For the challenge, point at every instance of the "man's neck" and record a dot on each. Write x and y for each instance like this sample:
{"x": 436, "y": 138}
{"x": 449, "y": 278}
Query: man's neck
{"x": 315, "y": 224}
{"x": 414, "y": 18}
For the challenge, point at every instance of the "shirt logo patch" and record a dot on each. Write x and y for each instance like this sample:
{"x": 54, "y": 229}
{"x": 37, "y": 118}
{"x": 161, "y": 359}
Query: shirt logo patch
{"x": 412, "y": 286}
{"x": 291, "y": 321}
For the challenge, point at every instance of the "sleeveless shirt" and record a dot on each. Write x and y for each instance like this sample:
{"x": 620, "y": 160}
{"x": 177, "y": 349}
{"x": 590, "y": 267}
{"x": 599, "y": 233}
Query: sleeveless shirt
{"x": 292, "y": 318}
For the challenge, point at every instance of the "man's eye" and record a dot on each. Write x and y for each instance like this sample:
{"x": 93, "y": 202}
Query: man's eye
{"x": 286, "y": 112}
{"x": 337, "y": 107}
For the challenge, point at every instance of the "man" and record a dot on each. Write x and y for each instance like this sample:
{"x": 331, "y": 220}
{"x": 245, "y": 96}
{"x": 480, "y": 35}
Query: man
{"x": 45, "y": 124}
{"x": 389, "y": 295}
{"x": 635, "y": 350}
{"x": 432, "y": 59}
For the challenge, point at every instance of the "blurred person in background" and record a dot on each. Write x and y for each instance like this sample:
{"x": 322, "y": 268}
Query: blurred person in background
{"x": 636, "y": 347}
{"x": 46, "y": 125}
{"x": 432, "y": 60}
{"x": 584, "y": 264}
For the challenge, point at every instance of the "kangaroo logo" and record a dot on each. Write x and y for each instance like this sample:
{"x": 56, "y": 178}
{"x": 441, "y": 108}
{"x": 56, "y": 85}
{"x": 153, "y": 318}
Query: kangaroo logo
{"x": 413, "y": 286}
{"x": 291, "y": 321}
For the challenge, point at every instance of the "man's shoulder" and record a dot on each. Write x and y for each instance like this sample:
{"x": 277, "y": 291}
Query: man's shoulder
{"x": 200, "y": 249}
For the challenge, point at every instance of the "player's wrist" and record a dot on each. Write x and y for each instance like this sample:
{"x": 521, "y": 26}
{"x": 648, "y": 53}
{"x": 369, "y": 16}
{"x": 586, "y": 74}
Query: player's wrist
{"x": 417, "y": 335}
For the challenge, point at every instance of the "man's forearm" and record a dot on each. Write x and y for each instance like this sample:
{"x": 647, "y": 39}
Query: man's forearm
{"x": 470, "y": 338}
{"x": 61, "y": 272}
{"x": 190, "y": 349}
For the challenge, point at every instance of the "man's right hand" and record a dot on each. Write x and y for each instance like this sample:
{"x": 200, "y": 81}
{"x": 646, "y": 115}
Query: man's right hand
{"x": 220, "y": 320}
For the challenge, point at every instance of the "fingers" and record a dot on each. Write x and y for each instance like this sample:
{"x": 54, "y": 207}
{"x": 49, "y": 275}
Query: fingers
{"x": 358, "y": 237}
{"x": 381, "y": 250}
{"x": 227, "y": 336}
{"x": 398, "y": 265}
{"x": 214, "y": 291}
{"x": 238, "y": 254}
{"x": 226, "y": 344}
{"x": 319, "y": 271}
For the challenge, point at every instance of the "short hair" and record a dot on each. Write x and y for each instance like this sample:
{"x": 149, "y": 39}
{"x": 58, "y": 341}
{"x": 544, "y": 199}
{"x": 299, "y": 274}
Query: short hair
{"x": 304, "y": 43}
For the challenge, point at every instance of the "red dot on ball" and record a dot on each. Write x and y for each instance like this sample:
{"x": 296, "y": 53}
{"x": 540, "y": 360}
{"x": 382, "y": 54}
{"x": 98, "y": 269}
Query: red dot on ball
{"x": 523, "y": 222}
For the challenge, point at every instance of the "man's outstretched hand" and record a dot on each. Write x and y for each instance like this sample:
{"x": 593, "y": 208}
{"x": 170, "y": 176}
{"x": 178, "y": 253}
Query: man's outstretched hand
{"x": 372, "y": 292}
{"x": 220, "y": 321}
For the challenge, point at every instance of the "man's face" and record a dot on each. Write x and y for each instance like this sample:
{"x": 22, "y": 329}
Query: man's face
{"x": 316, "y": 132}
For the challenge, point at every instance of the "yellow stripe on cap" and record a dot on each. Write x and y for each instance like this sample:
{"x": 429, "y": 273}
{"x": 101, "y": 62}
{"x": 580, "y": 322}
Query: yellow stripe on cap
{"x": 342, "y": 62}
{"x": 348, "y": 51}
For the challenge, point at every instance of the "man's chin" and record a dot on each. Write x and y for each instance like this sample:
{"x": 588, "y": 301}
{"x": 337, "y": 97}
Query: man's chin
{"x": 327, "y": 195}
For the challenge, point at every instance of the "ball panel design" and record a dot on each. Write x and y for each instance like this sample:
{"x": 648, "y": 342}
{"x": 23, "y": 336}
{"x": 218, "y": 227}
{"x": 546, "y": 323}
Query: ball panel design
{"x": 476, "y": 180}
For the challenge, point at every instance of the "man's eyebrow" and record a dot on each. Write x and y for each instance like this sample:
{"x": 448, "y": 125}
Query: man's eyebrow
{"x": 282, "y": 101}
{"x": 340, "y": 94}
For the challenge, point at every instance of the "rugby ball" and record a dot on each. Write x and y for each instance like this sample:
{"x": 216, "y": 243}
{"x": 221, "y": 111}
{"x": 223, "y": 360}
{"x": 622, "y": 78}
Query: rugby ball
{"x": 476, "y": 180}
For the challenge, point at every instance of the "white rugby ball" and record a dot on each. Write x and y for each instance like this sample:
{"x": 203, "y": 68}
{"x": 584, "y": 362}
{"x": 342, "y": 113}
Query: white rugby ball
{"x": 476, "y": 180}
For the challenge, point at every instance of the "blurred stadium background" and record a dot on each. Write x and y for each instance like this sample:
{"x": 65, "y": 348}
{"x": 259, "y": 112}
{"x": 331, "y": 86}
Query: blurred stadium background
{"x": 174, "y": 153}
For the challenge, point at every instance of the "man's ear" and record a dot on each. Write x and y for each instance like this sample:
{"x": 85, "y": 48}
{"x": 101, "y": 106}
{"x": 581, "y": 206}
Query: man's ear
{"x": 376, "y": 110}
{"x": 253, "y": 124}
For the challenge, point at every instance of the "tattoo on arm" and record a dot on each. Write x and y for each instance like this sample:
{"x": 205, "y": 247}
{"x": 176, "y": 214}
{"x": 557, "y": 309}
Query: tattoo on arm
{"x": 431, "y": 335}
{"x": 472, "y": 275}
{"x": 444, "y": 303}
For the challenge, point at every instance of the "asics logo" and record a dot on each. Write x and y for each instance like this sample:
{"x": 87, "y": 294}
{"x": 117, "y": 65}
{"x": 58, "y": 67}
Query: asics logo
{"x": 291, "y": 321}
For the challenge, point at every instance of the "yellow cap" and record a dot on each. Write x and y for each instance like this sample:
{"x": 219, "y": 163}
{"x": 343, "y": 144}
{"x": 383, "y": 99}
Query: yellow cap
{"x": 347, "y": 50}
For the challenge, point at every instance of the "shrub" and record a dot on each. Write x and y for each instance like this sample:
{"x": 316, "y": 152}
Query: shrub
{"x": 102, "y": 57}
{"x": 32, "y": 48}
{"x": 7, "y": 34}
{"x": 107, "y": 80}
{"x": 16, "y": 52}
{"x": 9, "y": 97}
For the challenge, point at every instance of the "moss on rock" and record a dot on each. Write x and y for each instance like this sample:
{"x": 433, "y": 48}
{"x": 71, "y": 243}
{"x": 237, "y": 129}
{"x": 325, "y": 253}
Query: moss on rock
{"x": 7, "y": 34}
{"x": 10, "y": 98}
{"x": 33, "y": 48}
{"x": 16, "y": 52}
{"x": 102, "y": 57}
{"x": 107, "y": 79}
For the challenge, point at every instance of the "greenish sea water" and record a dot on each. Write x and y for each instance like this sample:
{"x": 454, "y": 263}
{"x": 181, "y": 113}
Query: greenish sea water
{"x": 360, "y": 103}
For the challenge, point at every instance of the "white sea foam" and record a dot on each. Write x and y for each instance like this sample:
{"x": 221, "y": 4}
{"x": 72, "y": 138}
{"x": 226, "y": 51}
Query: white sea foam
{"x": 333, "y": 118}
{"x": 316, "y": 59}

──────────────────────────────

Task instructions: Nothing should appear in the answer except the lines from the one with "Query: greenish sea water" through the final line of the records, written exactly.

Task result:
Query: greenish sea water
{"x": 360, "y": 103}
For the challenge, point at every instance of the "white sea foam" and record a dot on each. Write x and y for each instance like this sample:
{"x": 221, "y": 4}
{"x": 72, "y": 138}
{"x": 226, "y": 51}
Query: white sea foam
{"x": 333, "y": 118}
{"x": 316, "y": 59}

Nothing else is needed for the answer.